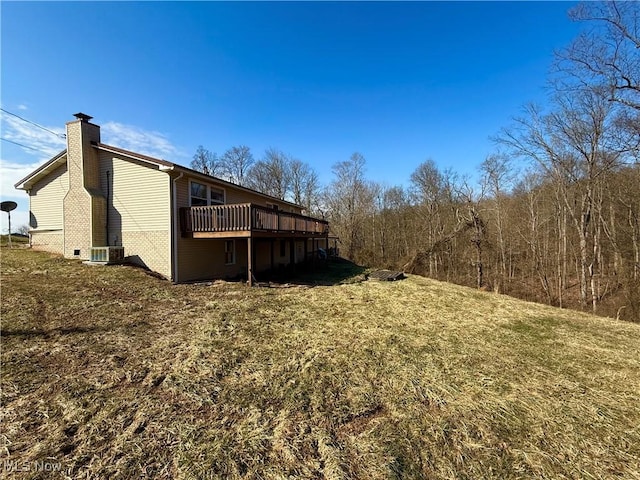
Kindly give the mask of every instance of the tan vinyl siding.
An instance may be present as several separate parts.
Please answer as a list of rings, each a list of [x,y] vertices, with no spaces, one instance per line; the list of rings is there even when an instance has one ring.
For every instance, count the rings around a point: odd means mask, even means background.
[[[171,277],[169,175],[157,167],[103,151],[100,190],[107,198],[108,244],[122,245],[125,256]]]
[[[271,269],[271,239],[263,240],[263,239],[255,239],[253,241],[254,249],[255,249],[255,263],[254,263],[254,271],[256,273],[264,272],[266,270]],[[273,265],[274,267],[277,265],[276,263],[276,248],[277,242],[274,241],[273,244]]]
[[[31,228],[62,230],[62,199],[69,190],[67,166],[62,165],[37,182],[30,191]]]
[[[206,181],[185,174],[176,181],[177,206],[189,207],[190,181],[207,184],[225,191],[225,203],[253,203],[267,207],[267,203],[278,205],[284,211],[300,212],[291,205],[278,200],[270,200],[257,193],[246,192],[240,188],[224,185],[215,179]],[[224,239],[183,238],[178,233],[178,281],[188,282],[195,280],[207,280],[214,278],[246,278],[247,276],[247,241],[244,238],[236,238],[236,263],[225,265]],[[258,273],[271,268],[271,251],[268,241],[254,239],[255,265],[254,272]],[[274,243],[274,266],[289,263],[289,246],[287,256],[279,257],[280,246],[278,241]]]
[[[201,178],[191,177],[189,175],[183,176],[180,180],[178,180],[178,207],[190,207],[189,204],[189,183],[190,181],[202,183],[204,185],[210,185],[217,188],[221,188],[225,191],[225,203],[253,203],[255,205],[261,205],[263,207],[267,207],[268,204],[276,204],[278,208],[286,211],[286,212],[295,212],[300,213],[301,209],[289,205],[288,203],[281,202],[278,200],[271,200],[267,197],[259,195],[257,193],[247,192],[240,188],[235,188],[233,186],[225,185],[221,182],[216,182],[215,179],[210,181],[203,180]]]
[[[100,189],[109,198],[109,230],[168,230],[171,220],[169,180],[169,176],[157,168],[102,152]]]
[[[178,280],[190,282],[214,278],[246,278],[247,240],[233,239],[236,248],[236,262],[225,265],[224,239],[180,238],[180,262]]]
[[[284,202],[279,202],[278,200],[270,200],[266,199],[262,195],[258,195],[255,193],[244,192],[239,189],[229,188],[227,190],[227,203],[253,203],[255,205],[261,205],[263,207],[268,207],[271,205],[278,205],[278,208],[284,210],[285,212],[295,212],[300,213],[300,209],[292,207]]]

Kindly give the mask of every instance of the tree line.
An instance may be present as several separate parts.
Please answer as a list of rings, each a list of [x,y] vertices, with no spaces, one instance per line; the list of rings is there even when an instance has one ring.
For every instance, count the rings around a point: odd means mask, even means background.
[[[309,213],[319,211],[320,181],[307,163],[276,148],[268,148],[256,161],[251,149],[234,146],[218,156],[200,145],[191,168],[237,185],[252,188],[281,200],[302,205]]]
[[[389,186],[360,153],[324,187],[277,149],[200,147],[192,166],[326,217],[355,262],[640,321],[639,5],[570,11],[587,28],[556,53],[545,107],[495,135],[479,182],[429,159]]]

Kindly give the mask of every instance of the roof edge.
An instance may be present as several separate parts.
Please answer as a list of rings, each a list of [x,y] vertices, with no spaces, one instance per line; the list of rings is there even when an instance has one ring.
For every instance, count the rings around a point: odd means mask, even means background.
[[[269,199],[269,200],[281,202],[281,203],[284,203],[286,205],[290,205],[292,207],[304,209],[304,207],[302,205],[298,205],[297,203],[289,202],[288,200],[282,200],[281,198],[273,197],[271,195],[267,195],[266,193],[259,192],[258,190],[254,190],[252,188],[244,187],[242,185],[238,185],[236,183],[229,182],[227,180],[223,180],[222,178],[214,177],[212,175],[207,175],[206,173],[202,173],[202,172],[199,172],[199,171],[194,170],[192,168],[188,168],[188,167],[184,167],[182,165],[178,165],[177,163],[168,162],[167,160],[161,160],[159,158],[151,157],[149,155],[144,155],[144,154],[141,154],[141,153],[132,152],[131,150],[125,150],[123,148],[114,147],[112,145],[107,145],[107,144],[104,144],[104,143],[98,143],[98,144],[96,144],[96,147],[98,149],[100,149],[100,150],[109,151],[109,152],[112,152],[112,153],[119,153],[121,155],[125,155],[125,156],[128,156],[128,157],[134,158],[134,159],[138,159],[138,160],[141,160],[143,162],[148,162],[148,163],[152,163],[152,164],[158,165],[160,167],[165,167],[162,170],[179,170],[179,171],[182,171],[184,173],[187,173],[187,174],[190,174],[190,175],[195,175],[195,176],[198,176],[200,178],[204,178],[204,179],[209,180],[209,181],[215,181],[217,183],[220,183],[220,184],[228,186],[228,187],[238,188],[238,189],[243,190],[245,192],[252,193],[254,195],[259,195],[259,196],[264,197],[264,198]]]
[[[264,197],[264,198],[266,198],[268,200],[274,200],[276,202],[280,202],[280,203],[285,203],[287,205],[291,205],[292,207],[304,209],[304,207],[302,205],[298,205],[297,203],[293,203],[293,202],[290,202],[288,200],[283,200],[281,198],[274,197],[272,195],[267,195],[266,193],[259,192],[258,190],[254,190],[253,188],[244,187],[242,185],[238,185],[237,183],[233,183],[233,182],[229,182],[227,180],[223,180],[222,178],[214,177],[212,175],[207,175],[206,173],[199,172],[199,171],[194,170],[192,168],[183,167],[182,165],[177,165],[177,164],[174,164],[174,168],[177,169],[177,170],[181,170],[181,171],[183,171],[185,173],[188,173],[190,175],[195,175],[195,176],[207,179],[209,181],[213,180],[215,182],[223,184],[224,186],[237,188],[237,189],[243,190],[245,192],[252,193],[254,195],[259,195],[259,196]]]
[[[40,165],[33,172],[31,172],[29,175],[27,175],[22,180],[20,180],[17,183],[15,183],[13,185],[13,187],[18,189],[18,190],[27,190],[27,187],[25,186],[25,184],[27,182],[29,182],[29,180],[32,180],[34,177],[39,176],[39,174],[44,173],[51,165],[55,164],[58,160],[60,160],[66,154],[67,154],[67,149],[65,148],[60,153],[55,155],[51,160],[49,160],[49,161],[45,162],[44,164]]]
[[[155,165],[159,165],[162,167],[173,167],[174,164],[168,162],[167,160],[162,160],[160,158],[150,157],[149,155],[144,155],[142,153],[132,152],[131,150],[125,150],[124,148],[114,147],[113,145],[107,145],[106,143],[96,143],[94,145],[98,150],[104,150],[111,153],[119,153],[121,155],[125,155],[127,157],[135,158],[137,160],[142,160],[143,162],[153,163]]]
[[[290,202],[288,200],[283,200],[281,198],[278,197],[274,197],[272,195],[268,195],[266,193],[263,192],[259,192],[258,190],[254,190],[252,188],[249,187],[245,187],[242,185],[238,185],[236,183],[233,182],[229,182],[227,180],[223,180],[222,178],[218,178],[218,177],[214,177],[212,175],[207,175],[206,173],[202,173],[199,172],[197,170],[194,170],[192,168],[188,168],[188,167],[184,167],[182,165],[178,165],[176,163],[172,163],[169,162],[167,160],[162,160],[160,158],[155,158],[155,157],[151,157],[149,155],[144,155],[142,153],[137,153],[137,152],[132,152],[131,150],[125,150],[123,148],[119,148],[119,147],[114,147],[112,145],[107,145],[105,143],[95,143],[94,147],[97,148],[98,150],[103,150],[106,152],[111,152],[111,153],[116,153],[119,155],[124,155],[126,157],[130,157],[136,160],[140,160],[146,163],[151,163],[153,165],[157,165],[158,167],[161,168],[161,170],[165,171],[165,172],[169,172],[172,170],[179,170],[182,171],[184,173],[187,173],[189,175],[194,175],[196,177],[199,178],[203,178],[205,180],[208,181],[213,181],[216,183],[220,183],[224,186],[227,187],[231,187],[231,188],[237,188],[239,190],[242,190],[244,192],[248,192],[254,195],[259,195],[260,197],[266,198],[268,200],[273,200],[276,202],[281,202],[284,203],[286,205],[290,205],[292,207],[296,207],[299,209],[304,209],[304,207],[302,205],[298,205],[297,203],[293,203]],[[41,165],[40,167],[38,167],[37,169],[35,169],[33,172],[31,172],[29,175],[27,175],[26,177],[24,177],[22,180],[18,181],[15,185],[14,188],[18,189],[18,190],[27,190],[28,188],[26,187],[26,184],[33,180],[35,177],[39,176],[40,174],[43,174],[47,171],[47,169],[55,164],[57,161],[59,161],[64,155],[66,155],[67,153],[67,149],[65,148],[64,150],[62,150],[60,153],[58,153],[57,155],[55,155],[51,160],[47,161],[46,163],[44,163],[43,165]]]

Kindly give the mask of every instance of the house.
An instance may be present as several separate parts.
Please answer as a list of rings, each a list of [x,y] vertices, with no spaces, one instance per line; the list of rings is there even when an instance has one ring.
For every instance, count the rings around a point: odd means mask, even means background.
[[[124,255],[173,282],[247,278],[327,247],[299,205],[100,141],[78,113],[67,148],[16,184],[31,245],[67,258]]]

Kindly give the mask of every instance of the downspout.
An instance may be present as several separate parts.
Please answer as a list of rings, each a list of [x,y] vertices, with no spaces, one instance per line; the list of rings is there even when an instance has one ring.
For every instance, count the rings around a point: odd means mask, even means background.
[[[31,225],[31,189],[25,189],[25,191],[27,192],[27,195],[29,196],[29,248],[33,248],[33,240],[32,237],[33,235],[31,235],[31,229],[33,228],[33,226]],[[64,225],[64,220],[63,221],[63,225]],[[64,230],[62,231],[62,245],[64,246]]]
[[[109,246],[109,196],[110,196],[110,188],[109,188],[109,170],[107,170],[107,208],[106,208],[106,214],[105,214],[105,220],[106,220],[106,225],[105,225],[105,234],[107,235],[105,240],[106,240],[106,244],[107,247]]]
[[[180,219],[178,218],[178,187],[177,182],[184,176],[184,172],[180,172],[173,179],[173,283],[178,283],[178,230],[180,229]]]

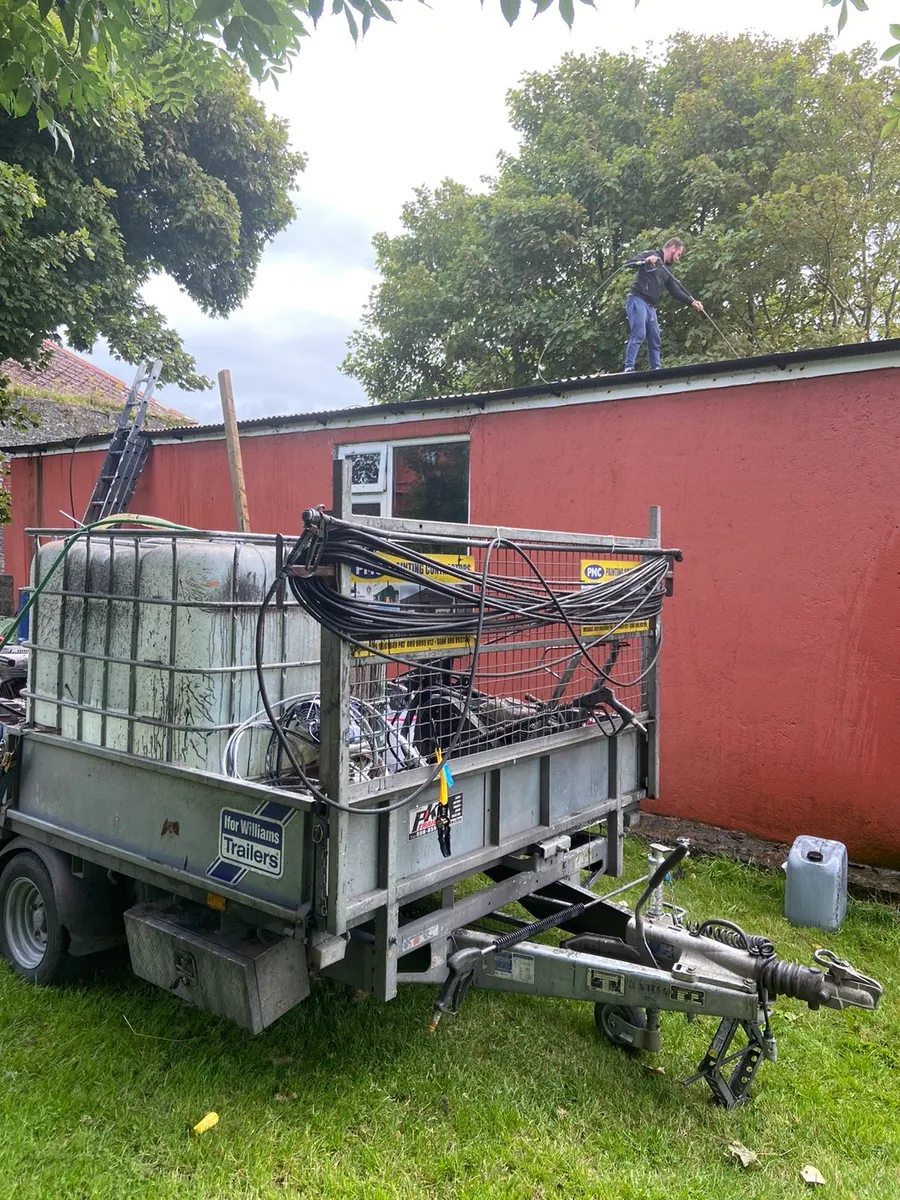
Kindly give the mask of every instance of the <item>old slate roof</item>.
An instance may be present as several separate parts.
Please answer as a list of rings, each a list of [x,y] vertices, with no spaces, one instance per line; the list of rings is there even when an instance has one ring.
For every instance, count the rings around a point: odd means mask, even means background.
[[[24,367],[11,360],[0,363],[0,374],[9,378],[11,390],[20,393],[39,422],[32,429],[3,428],[4,444],[35,445],[111,432],[128,385],[55,342],[45,341],[44,349],[48,358],[41,367]],[[193,424],[191,417],[151,400],[144,427],[170,429]]]

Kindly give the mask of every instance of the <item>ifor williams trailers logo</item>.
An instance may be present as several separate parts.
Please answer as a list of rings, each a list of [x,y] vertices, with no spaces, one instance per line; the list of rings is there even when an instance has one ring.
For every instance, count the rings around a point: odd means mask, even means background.
[[[223,808],[219,854],[207,870],[213,879],[237,883],[247,871],[280,879],[284,874],[284,827],[296,810],[268,801],[254,813]]]
[[[447,807],[450,810],[450,824],[458,825],[463,818],[463,794],[454,792],[448,797]],[[434,833],[437,829],[437,815],[440,804],[426,804],[423,808],[414,808],[409,814],[409,840],[424,837],[426,833]]]

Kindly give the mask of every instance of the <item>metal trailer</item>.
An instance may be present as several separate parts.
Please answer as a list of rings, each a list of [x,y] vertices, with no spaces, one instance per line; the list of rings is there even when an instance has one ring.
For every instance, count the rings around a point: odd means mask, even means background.
[[[340,517],[350,507],[339,468],[336,481]],[[644,538],[353,521],[390,535],[398,546],[444,544],[483,553],[479,545],[505,538],[535,559],[543,554],[557,576],[574,579],[576,587],[573,564],[579,561],[584,571],[585,561],[620,560],[630,569],[654,557],[669,565],[679,557],[662,548],[658,510],[651,510]],[[40,538],[52,531],[33,532]],[[117,530],[87,540],[104,536],[141,537]],[[234,541],[233,535],[196,536]],[[274,548],[283,577],[280,541],[246,540]],[[662,896],[685,846],[658,848],[634,913],[582,886],[585,873],[590,883],[621,873],[624,833],[637,821],[640,802],[657,794],[658,618],[630,643],[643,676],[633,720],[608,710],[603,724],[584,720],[559,732],[538,729],[538,736],[476,747],[452,763],[446,809],[430,764],[376,778],[354,774],[355,697],[366,687],[383,696],[398,668],[360,657],[358,647],[355,653],[322,628],[318,780],[340,806],[326,807],[309,791],[161,761],[164,749],[153,758],[135,753],[131,741],[125,750],[103,744],[115,720],[137,718],[89,702],[83,675],[80,692],[64,685],[75,678],[66,662],[80,663],[79,670],[94,664],[102,684],[92,695],[104,702],[114,668],[132,680],[148,667],[161,670],[169,681],[160,687],[157,720],[168,731],[161,747],[171,748],[173,728],[187,728],[191,718],[166,707],[177,690],[172,663],[110,653],[109,614],[130,612],[136,621],[140,612],[137,574],[134,596],[113,595],[105,576],[109,592],[100,589],[93,598],[89,568],[76,575],[45,586],[32,614],[31,719],[6,729],[0,764],[0,950],[25,978],[63,980],[85,956],[124,940],[124,915],[135,974],[254,1033],[307,996],[312,972],[382,1000],[402,983],[432,985],[440,989],[432,1030],[444,1014],[459,1010],[470,986],[593,1003],[600,1031],[632,1049],[659,1048],[663,1010],[689,1019],[716,1016],[718,1032],[698,1076],[729,1105],[746,1098],[760,1059],[774,1058],[768,1015],[776,995],[812,1007],[876,1007],[880,986],[824,951],[817,967],[807,968],[781,962],[764,939],[728,922],[689,925]],[[344,593],[353,586],[345,568],[334,571],[332,582]],[[205,604],[207,611],[209,601],[185,599],[174,585],[170,600],[174,645],[176,624],[193,619],[192,605]],[[276,589],[276,627],[284,628],[290,602],[287,589]],[[41,603],[74,606],[82,630],[76,646],[41,643]],[[107,614],[93,633],[92,604]],[[225,605],[229,620],[238,621],[242,605],[253,606],[237,595]],[[608,642],[608,630],[592,632],[591,645]],[[50,650],[59,654],[55,699],[57,712],[67,714],[66,735],[59,732],[61,716],[55,726],[33,719],[41,703],[35,660]],[[540,640],[532,645],[520,637],[512,649],[494,647],[489,662],[498,663],[501,652],[512,664],[501,680],[507,690],[515,678],[531,687],[538,677],[561,673],[544,670],[547,646]],[[284,662],[264,665],[269,681],[283,680],[287,670]],[[53,699],[43,696],[45,716]],[[91,717],[100,719],[100,744],[79,740]],[[146,723],[146,714],[141,720]],[[372,808],[385,811],[371,815]],[[353,811],[359,809],[370,811]],[[449,827],[446,843],[435,828],[441,815]],[[501,911],[513,902],[534,919]],[[498,922],[503,932],[496,931]],[[536,941],[546,929],[566,939],[561,945]],[[736,1034],[743,1045],[735,1055]],[[732,1059],[733,1069],[726,1066]]]

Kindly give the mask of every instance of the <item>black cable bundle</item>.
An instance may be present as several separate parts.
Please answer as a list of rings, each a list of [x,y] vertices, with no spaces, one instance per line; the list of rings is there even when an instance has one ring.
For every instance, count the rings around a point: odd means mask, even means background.
[[[491,641],[560,624],[568,627],[576,641],[576,625],[608,625],[614,634],[619,626],[652,620],[659,614],[669,557],[674,557],[674,553],[660,553],[608,582],[554,591],[526,551],[503,538],[490,543],[471,541],[468,546],[483,547],[487,558],[500,546],[513,550],[530,574],[499,575],[438,563],[408,543],[391,541],[367,527],[320,513],[314,517],[316,523],[297,542],[288,561],[289,568],[301,572],[289,574],[291,591],[315,621],[357,646],[392,638],[471,637],[479,627]],[[397,558],[412,567],[393,561]],[[404,582],[427,585],[429,593],[445,601],[445,606],[435,609],[433,601],[422,605],[407,601],[398,608],[344,596],[328,577],[341,566],[389,573]],[[453,582],[435,578],[448,575]]]

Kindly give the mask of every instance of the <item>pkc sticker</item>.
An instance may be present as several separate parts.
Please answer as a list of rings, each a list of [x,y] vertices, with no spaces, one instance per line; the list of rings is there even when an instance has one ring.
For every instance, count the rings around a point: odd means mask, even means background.
[[[447,799],[447,807],[450,810],[450,824],[458,825],[463,818],[463,794],[455,792]],[[409,840],[414,838],[424,837],[426,833],[434,833],[437,829],[437,815],[440,809],[440,804],[437,800],[433,804],[426,804],[422,808],[414,808],[409,814]]]

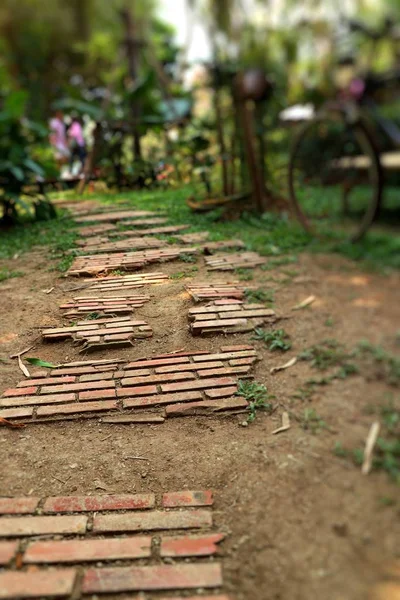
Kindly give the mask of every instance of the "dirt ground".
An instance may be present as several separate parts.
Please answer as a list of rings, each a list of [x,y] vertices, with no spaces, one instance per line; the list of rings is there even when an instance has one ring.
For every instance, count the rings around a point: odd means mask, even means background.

- Task to complete: Go line by line through the data above and report each one that holds the string "roof".

- Written solution:
Kindly give the mask of every instance of the roof edge.
Kindly give the mask of every instance of the <item>old slate roof</item>.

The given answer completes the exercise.